By Shannon Gwynne
Murder and killing. What do we think of when we hear those words? Most of us would say the scum of the earth who live their days planning out what it would be like to kill their spouse, friend or even a complete stranger. Then we can ask, what fuels these people to do the unthinkable? Jealousy, rage, or a sense or power over an individual or even a group of people.
In the book “A murderer next door: Why the mind is designed to kill” by David Buss, about 91 percent of men and 87 percent of women have had at least one thought of what it would be like to kill someone. Does this make us all sick sociopaths? The answer is no. Why? Because the majority of us know right from wrong and can realize the consequences that these actions can have. However, in some people their sense of judgement is clouded by thoughts of murder. Do these people realize what lies ahead for them if they are caught? Many don’t. After justice has been served, most of these people are given anywhere from multiple life sentences to the death penalty.
I currently live in Canada, where the death penalty was abolished a long time ago, but in some countries like the United States, the method of putting someone to death for a heinous crime is still present. Thousands of people have been hung, shot, stoned, electrocuted and the most modern method is lethal injection.

**EXERCISE SET**
a. In the essay on murder, update the passage that opens with "By Shannon Gwynne" and closes with "group of people.", putting "partner" wherever "spouse" appears.
b. Write what comes next in the essay on murder and the death penalty, picking up after its final sentence.

**RAW DATA**
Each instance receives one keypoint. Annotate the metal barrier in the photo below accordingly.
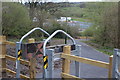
(116, 64)
(18, 49)
(49, 55)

**ANSWERS PROVIDED**
a.
By Shannon Gwynne
Murder and killing. What do we think of when we hear those words? Most of us would say the scum of the earth who live their days planning out what it would be like to kill their partner, friend or even a complete stranger. Then we can ask, what fuels these people to do the unthinkable? Jealousy, rage, or a sense or power over an individual or even a group of people.

b.
Lethal injection can be quite the controversial topic. For the past few years it has been known as the “3 drug cocktail” – made up of sodium pentothal, pavulon and potassium chloride. The sodium pentothal begins to shut down the nervous system and render the person unconscious. The pavulon slows down the heart beat and blocks the exchanges between the heart and muscles. Finally the potassium chloride stuns the heart to stop it all together, resulting in a hopefully-painless death. While some people may believe the word “painless” and “criminal” don’t go together, there has to be some sense of humanity left in these individuals.
There are 35 states in the United States that have the death penalty. Ohio is the only state which has now switched to the new cocktail – pentobarbital. However there is quite some controversy to this method because it hasn’t been tested yet.
Pentobarbital can be compared to an extremely strong sleep aid. It is used during animal operations and has even been used in some heart surgeries. Essentially, Ohio would be using a large amount of the drug to make it lethal.
There has been an ongoing battle with states regarding the use of pentobarbital in executions. This is because it has not been tested and it brings up the question of is the execution constitutional. So a big question is, will this put executions on hold? Will murders and rapists sit in their confined cell, with 3 meals per day as the system figures out all the bugs with the new method?
It seems everyone has mixed opinions on the new drug. The Danish pharmaceutical company Lundbeck Inc. who produces the drug even said they don’t want their drug being used for executions.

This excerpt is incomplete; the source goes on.